_SOURCE EXTRACT:_
--- START ---

A very persuasive example that it is not the use of the instrument to determine in a strict sense the meaning of the physical concept investigated by means of it, is provided from electromagnetic phenomena that can be, and often are, measured through mechanical instruments. Nevertheless this fact does not prevent, as stressed by Agazzi, the recognition of peculiarities of these phenomena and the introduction of new concepts such as charge, current and induction, all of which are clearly non-mechanical, although they are detectable on the basis of their mechanical effects recorded by mechanical instruments.

The explanation lies in his thesis of the contextualist nature of the meaning of physical concepts, according to which, as we saw earlier, a single physical concept is subject to different characterizations that depend on the different levels or contexts in which it appears. In this way, a concept such as “material particle” is seen in the context of classical physics as an object that has both a well defined position and well defined momentum; instead in the context of quantum physics, because of the uncertainty relations, it loses the simultaneous possession of such properties, but it takes on new properties, like spin.

According to his contextualistic perspective, perhaps even the conceptual difficulties of the complementary interpretation of the wave-particle duality could then be solved by assuming that the classical concepts, considered at a formal level, appear as the elements of a semantic combination in which the original contradiction disappears, because it is not formally linked to the concepts themselves, but only to their classic denotation.

3 A New Non-classical Concept for a Testable Realist Interpretation of the Wave Function

Agazzi believed, however, that this view cannot provide a definitive solution to the ontological problem of the nature of micro-objects. He pointed out, with extraordinary intuition, the need to introduce in microphysics concepts that are new not only because they represent the result of a new combination of classical concepts, but also because they are able to replace their classic components with something new. As he emphasized again some years later:

Only by inventing some new concepts, that is, new in this fundamental sense, we could possibly overcome the present uneasy state of affairs, which is not related to the regret of losing the old concepts, but to the lack of new concepts capable of adequately replacing them (Agazzi 1988).

--- END ---

_TO BE DONE:_
a. Rewrite the part of the excerpt on physical concepts that opens with "A very persuasive" and closes with "by mechanical instruments.", switching "mechanical instruments" to "mechanical devices".
b. For each statement, say yes or no to whether it agrees with the excerpt on physical concepts, and quote the words that decide it: (i) Charge, current and induction are described as clearly non-mechanical. (ii) In the context of quantum physics, a material particle keeps a well defined position and a well defined momentum at the same time. (iii) Agazzi believed the contextualist view gives a definitive solution to the ontological problem of the nature of micro-objects.

_SUPPLIED DATA:_
--- START ---

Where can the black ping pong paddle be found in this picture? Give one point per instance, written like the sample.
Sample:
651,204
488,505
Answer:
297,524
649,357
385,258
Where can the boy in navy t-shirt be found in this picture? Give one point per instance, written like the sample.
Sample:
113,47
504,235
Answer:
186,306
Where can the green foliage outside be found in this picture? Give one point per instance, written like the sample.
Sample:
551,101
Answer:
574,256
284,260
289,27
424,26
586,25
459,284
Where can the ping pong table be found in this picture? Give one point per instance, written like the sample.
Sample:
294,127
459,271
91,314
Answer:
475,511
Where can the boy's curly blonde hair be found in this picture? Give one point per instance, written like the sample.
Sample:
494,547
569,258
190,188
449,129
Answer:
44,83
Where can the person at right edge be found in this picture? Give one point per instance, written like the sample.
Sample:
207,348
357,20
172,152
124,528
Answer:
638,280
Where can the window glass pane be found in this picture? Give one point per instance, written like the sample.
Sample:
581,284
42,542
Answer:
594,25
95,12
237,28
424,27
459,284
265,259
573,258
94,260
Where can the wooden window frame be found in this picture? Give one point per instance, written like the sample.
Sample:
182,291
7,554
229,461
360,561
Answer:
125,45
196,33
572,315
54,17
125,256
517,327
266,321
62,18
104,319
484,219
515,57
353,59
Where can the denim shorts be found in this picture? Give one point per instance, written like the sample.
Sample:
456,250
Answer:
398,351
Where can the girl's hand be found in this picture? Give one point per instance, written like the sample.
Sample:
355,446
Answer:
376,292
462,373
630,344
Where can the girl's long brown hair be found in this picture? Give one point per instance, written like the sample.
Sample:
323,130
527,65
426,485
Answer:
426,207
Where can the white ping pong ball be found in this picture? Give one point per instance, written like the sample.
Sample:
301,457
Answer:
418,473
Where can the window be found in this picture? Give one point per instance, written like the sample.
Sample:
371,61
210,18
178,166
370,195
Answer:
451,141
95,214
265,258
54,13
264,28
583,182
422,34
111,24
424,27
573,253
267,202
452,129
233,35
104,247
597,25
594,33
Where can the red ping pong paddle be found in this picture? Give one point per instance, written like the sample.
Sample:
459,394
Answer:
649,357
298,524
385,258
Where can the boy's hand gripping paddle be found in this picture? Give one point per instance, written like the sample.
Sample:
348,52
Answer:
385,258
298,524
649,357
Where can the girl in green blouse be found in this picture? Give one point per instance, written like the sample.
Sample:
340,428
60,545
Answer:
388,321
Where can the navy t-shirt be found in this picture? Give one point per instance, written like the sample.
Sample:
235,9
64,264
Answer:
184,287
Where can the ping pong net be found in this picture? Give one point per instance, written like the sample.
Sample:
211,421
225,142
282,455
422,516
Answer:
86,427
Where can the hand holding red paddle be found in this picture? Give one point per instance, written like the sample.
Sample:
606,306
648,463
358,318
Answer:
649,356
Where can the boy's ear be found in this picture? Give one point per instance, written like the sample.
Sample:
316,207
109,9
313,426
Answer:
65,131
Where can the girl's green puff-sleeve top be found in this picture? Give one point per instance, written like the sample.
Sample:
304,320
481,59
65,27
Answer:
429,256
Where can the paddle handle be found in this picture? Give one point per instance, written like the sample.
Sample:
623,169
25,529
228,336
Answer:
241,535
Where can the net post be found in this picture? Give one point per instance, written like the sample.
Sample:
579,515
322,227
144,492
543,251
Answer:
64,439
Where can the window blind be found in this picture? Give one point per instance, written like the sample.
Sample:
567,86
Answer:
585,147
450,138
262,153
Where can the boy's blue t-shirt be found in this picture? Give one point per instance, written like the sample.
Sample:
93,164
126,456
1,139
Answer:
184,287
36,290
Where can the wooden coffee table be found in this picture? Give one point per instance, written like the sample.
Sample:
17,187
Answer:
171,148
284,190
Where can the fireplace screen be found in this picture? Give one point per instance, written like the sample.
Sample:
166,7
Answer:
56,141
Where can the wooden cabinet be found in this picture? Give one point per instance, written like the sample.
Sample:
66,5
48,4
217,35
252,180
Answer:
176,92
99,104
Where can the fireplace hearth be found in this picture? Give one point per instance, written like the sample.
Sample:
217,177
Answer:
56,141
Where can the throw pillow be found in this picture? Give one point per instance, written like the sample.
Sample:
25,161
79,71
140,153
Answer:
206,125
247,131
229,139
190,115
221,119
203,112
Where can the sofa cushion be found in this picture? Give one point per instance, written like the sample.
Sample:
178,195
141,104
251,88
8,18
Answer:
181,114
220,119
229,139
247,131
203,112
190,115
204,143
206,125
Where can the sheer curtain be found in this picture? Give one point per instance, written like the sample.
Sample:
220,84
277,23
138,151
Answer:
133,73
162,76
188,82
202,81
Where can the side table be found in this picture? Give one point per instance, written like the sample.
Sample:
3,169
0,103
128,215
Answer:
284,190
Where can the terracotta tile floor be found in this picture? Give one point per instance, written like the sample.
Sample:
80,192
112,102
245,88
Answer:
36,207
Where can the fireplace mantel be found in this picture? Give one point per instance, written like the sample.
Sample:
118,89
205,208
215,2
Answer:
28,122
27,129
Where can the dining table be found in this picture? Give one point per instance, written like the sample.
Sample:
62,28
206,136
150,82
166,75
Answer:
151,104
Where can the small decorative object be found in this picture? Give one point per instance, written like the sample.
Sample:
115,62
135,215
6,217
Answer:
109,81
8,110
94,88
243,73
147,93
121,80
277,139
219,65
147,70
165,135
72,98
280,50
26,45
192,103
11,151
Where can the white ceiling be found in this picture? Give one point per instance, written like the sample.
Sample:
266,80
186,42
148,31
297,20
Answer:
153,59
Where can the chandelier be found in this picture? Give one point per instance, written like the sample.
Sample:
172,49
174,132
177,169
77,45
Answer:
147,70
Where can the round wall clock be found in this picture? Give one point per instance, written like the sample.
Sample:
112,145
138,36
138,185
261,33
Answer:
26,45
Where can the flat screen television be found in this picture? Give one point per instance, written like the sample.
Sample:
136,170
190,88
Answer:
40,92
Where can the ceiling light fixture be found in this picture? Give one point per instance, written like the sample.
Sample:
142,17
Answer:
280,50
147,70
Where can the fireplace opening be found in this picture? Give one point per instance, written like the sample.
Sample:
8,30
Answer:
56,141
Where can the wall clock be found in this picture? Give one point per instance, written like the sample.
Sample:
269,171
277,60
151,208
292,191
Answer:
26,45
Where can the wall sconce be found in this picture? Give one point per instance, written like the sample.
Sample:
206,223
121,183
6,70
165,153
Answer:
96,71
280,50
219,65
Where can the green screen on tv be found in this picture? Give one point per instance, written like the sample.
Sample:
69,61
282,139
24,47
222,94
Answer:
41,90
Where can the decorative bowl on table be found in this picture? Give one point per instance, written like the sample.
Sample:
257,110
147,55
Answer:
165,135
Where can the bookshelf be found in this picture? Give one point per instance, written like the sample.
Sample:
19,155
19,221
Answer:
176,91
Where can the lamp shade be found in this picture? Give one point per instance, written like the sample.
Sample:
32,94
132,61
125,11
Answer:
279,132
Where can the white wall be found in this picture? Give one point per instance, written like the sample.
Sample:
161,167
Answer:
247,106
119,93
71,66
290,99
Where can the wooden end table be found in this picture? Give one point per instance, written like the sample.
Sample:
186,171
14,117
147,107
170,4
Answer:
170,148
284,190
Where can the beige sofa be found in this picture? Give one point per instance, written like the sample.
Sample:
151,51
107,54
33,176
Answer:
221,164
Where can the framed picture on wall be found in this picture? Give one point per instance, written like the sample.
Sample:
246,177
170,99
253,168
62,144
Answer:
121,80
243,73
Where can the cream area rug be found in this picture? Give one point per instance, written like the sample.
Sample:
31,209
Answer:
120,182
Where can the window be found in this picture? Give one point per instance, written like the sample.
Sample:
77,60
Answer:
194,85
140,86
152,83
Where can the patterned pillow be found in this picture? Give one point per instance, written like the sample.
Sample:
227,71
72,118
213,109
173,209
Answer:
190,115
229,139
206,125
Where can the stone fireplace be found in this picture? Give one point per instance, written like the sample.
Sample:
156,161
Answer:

--- END ---

_ANSWERS BY TASK:_
a.
A very persuasive example that it is not the use of the instrument to determine in a strict sense the meaning of the physical concept investigated by means of it, is provided from electromagnetic phenomena that can be, and often are, measured through mechanical devices. Nevertheless this fact does not prevent, as stressed by Agazzi, the recognition of peculiarities of these phenomena and the introduction of new concepts such as charge, current and induction, all of which are clearly non-mechanical, although they are detectable on the basis of their mechanical effects recorded by mechanical devices.

b.
(i) Yes: "all of which are clearly non-mechanical"
(ii) No: "it loses the simultaneous possession of such properties"
(iii) No: "this view cannot provide a definitive solution to the ontological problem of the nature of micro-objects"